(GIVEN RECORDS)
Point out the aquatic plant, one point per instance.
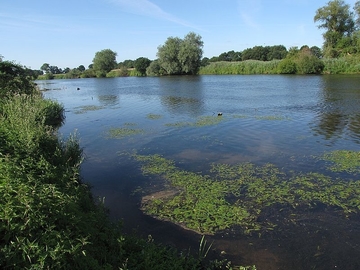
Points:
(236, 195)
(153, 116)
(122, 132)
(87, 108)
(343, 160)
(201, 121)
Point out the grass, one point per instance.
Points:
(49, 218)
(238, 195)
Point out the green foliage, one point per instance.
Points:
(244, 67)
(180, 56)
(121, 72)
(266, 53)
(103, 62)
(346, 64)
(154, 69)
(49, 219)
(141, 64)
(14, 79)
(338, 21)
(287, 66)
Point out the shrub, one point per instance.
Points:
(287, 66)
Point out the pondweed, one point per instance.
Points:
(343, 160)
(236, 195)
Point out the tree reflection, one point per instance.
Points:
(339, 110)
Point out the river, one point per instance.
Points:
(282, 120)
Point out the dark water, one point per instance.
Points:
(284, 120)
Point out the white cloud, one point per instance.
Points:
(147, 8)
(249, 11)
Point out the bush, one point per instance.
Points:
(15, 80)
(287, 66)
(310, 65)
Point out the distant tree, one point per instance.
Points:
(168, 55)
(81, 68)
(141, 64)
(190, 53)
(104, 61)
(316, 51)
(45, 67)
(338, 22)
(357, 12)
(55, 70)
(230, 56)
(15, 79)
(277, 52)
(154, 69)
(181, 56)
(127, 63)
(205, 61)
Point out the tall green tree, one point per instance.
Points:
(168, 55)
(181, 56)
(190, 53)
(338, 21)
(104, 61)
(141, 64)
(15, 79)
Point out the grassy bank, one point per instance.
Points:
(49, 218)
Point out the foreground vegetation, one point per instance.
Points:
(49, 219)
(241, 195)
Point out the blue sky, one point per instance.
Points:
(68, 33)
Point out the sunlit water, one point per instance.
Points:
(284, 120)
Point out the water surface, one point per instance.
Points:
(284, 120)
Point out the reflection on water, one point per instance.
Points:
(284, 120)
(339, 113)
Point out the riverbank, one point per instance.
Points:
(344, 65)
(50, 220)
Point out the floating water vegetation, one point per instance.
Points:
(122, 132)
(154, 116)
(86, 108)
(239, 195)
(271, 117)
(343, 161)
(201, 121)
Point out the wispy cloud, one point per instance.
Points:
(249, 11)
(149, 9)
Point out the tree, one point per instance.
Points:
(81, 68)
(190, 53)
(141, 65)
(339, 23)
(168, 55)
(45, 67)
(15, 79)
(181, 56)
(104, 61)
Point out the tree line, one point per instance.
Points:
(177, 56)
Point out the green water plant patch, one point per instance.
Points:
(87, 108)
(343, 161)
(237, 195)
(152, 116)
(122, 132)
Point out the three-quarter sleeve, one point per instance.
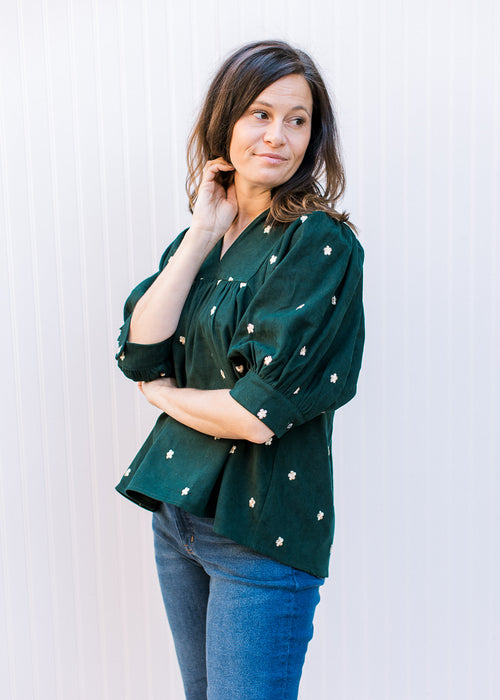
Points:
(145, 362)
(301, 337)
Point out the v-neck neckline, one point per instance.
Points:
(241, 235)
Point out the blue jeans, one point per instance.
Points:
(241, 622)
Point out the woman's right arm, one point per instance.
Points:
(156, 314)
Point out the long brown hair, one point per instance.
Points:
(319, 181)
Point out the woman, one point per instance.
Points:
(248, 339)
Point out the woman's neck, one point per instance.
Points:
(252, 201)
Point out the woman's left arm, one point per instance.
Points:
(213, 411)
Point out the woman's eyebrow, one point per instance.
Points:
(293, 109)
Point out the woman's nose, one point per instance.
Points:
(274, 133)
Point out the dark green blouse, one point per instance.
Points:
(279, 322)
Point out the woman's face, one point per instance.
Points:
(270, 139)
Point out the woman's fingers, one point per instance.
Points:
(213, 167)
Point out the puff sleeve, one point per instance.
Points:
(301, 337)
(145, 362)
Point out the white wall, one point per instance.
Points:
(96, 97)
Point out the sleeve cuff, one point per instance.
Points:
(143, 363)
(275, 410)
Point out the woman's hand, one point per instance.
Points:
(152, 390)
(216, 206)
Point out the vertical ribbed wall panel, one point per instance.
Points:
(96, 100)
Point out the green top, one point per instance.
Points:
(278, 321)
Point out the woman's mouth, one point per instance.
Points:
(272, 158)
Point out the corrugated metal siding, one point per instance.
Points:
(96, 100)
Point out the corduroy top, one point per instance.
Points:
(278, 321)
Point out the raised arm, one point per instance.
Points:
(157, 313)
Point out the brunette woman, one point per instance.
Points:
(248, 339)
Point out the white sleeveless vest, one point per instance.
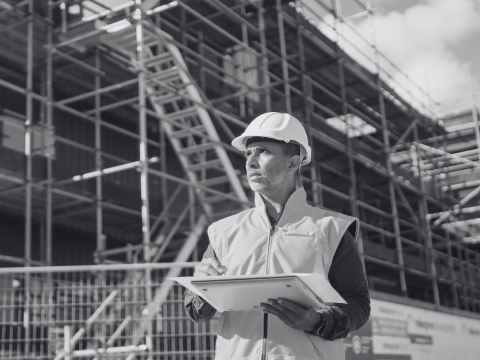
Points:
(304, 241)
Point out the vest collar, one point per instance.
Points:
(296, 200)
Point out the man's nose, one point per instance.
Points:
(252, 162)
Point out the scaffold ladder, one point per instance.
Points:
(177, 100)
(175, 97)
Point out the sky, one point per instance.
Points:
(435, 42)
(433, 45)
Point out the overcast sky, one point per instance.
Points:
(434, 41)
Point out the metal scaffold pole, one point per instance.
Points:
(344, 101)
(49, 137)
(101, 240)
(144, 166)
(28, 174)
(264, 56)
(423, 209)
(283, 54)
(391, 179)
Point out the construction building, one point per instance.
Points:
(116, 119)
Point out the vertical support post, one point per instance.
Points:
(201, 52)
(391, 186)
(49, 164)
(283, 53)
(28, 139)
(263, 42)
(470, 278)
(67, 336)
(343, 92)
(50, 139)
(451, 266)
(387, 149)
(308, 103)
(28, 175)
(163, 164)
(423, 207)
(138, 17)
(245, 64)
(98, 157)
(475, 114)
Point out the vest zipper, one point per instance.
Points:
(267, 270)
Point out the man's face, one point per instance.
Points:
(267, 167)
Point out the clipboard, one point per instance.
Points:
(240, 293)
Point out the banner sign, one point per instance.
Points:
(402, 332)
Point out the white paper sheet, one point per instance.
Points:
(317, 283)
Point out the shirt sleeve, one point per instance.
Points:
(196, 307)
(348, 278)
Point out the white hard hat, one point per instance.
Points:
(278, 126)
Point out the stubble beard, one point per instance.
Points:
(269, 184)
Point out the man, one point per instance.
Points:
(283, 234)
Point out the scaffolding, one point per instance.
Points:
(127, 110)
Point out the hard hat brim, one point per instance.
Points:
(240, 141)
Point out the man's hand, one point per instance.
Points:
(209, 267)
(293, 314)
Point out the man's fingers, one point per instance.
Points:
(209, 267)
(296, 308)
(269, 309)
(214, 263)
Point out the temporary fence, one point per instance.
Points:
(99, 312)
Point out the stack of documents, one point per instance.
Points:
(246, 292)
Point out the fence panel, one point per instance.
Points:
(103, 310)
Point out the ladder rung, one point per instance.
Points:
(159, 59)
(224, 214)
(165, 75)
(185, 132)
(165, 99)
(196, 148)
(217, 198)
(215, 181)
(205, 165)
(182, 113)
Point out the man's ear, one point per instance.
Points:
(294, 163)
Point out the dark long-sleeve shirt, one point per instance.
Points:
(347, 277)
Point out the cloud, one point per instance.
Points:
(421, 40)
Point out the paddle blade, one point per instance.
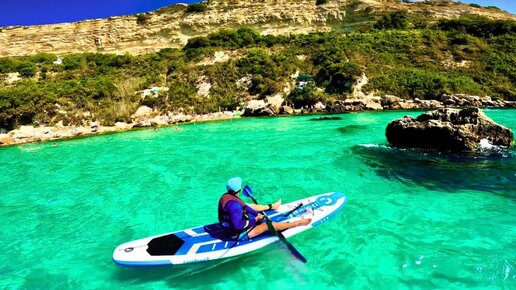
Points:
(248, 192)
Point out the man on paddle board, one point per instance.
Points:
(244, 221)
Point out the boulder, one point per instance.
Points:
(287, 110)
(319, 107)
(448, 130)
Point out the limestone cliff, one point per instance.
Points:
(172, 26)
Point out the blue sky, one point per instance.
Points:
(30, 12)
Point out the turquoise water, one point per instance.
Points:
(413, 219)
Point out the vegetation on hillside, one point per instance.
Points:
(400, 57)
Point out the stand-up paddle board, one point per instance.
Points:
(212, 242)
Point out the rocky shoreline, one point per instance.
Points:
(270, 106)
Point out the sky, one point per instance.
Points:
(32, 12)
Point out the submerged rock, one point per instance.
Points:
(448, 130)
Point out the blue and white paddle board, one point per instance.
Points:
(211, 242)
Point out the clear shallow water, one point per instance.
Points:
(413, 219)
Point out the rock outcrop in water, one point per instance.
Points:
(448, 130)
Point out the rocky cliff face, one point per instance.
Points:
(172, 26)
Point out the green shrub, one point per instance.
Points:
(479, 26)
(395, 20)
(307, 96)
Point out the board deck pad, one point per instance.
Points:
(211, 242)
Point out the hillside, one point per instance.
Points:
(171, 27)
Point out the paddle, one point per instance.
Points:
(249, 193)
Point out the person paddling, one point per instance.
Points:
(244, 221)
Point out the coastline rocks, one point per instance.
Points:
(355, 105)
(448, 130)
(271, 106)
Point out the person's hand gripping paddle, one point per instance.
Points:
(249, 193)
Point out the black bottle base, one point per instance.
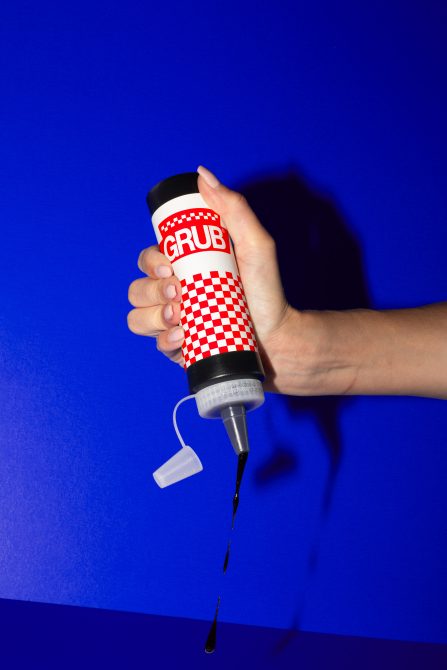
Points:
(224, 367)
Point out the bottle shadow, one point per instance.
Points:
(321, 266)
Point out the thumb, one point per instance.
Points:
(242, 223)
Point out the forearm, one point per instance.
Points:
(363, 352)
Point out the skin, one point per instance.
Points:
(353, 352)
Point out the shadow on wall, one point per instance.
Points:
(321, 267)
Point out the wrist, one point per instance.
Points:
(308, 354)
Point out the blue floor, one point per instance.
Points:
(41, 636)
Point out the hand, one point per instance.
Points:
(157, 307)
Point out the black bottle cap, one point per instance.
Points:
(End GIVEN RECORDS)
(GIVEN RECORDS)
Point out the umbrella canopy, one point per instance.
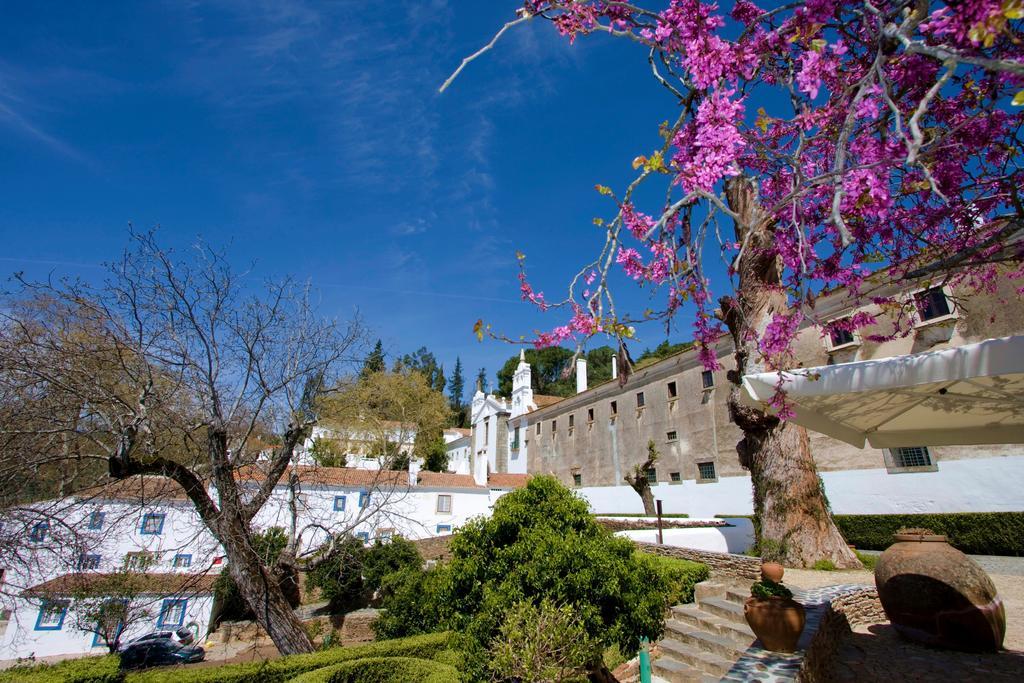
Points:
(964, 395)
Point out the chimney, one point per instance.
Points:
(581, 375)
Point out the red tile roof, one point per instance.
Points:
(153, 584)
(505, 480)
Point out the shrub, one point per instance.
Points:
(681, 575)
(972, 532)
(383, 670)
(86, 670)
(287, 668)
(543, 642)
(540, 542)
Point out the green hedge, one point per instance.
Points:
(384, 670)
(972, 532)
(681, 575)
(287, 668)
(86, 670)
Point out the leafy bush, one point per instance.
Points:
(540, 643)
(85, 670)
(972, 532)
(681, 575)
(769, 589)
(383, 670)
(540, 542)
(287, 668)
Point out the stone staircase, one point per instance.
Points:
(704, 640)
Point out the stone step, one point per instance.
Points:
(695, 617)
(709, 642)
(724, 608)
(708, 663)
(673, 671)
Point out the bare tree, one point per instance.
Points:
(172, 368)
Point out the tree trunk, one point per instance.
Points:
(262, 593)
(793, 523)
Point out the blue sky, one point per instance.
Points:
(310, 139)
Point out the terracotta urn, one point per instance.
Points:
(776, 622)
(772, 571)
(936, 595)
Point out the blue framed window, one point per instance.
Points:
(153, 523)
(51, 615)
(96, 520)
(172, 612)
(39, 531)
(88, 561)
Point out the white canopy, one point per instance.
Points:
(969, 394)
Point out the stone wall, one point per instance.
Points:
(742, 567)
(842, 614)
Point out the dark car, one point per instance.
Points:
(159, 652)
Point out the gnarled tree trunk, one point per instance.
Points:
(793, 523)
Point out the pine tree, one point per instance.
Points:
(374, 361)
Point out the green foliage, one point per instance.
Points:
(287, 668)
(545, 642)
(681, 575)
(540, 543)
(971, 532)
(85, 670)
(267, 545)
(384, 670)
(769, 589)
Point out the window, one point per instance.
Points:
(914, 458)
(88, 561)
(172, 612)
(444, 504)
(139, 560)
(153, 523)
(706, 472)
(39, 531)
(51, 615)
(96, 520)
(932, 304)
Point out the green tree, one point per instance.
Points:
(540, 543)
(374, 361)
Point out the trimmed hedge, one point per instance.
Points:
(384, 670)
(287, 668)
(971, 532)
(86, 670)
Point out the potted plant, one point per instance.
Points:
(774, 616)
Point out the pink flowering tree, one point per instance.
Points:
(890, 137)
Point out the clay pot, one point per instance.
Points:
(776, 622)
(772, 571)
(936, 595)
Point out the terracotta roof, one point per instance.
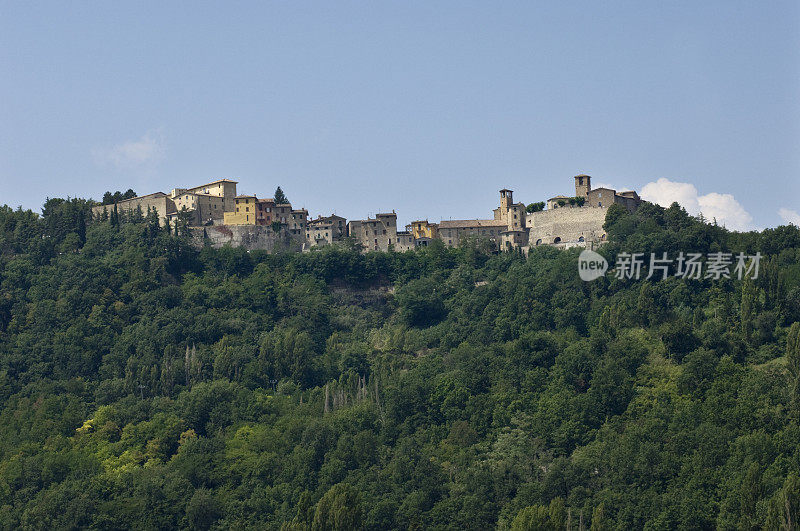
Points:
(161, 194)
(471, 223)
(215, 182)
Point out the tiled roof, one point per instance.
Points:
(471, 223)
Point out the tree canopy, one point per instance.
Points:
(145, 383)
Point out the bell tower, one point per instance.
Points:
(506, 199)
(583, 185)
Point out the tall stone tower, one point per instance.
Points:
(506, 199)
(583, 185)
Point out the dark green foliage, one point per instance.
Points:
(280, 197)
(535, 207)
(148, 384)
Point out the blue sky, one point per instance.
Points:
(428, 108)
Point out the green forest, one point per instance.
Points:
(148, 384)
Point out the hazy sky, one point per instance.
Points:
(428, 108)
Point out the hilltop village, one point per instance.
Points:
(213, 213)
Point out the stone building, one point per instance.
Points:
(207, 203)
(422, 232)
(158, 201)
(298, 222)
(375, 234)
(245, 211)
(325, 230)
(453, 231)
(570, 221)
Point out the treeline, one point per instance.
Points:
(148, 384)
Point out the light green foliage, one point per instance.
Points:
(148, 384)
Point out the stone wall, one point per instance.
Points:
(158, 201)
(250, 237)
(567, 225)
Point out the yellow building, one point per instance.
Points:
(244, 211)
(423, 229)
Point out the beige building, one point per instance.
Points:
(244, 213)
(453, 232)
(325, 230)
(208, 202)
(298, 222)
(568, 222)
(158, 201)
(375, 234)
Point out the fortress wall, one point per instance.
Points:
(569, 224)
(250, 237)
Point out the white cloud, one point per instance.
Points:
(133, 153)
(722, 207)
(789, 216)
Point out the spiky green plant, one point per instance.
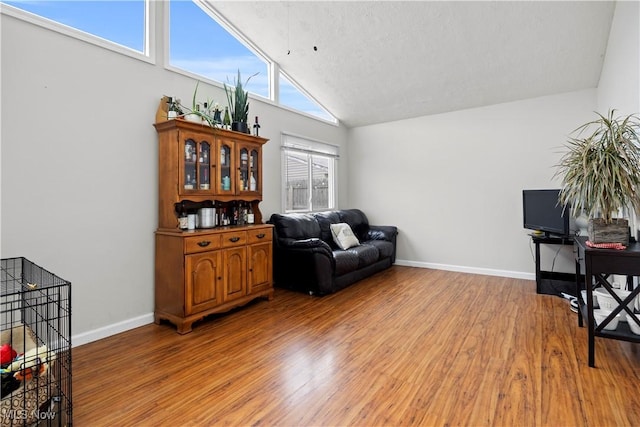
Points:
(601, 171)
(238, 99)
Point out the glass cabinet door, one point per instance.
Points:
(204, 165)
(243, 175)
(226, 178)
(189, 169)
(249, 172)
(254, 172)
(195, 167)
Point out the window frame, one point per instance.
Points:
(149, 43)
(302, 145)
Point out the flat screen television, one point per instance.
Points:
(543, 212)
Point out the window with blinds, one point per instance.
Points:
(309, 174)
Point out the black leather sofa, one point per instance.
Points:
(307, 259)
(End GIVEN RECORDS)
ASSIGNMENT.
Only a number is expected here: the count of lines in the records above that include the word "hedge".

SOLUTION TO THIS PROBLEM.
2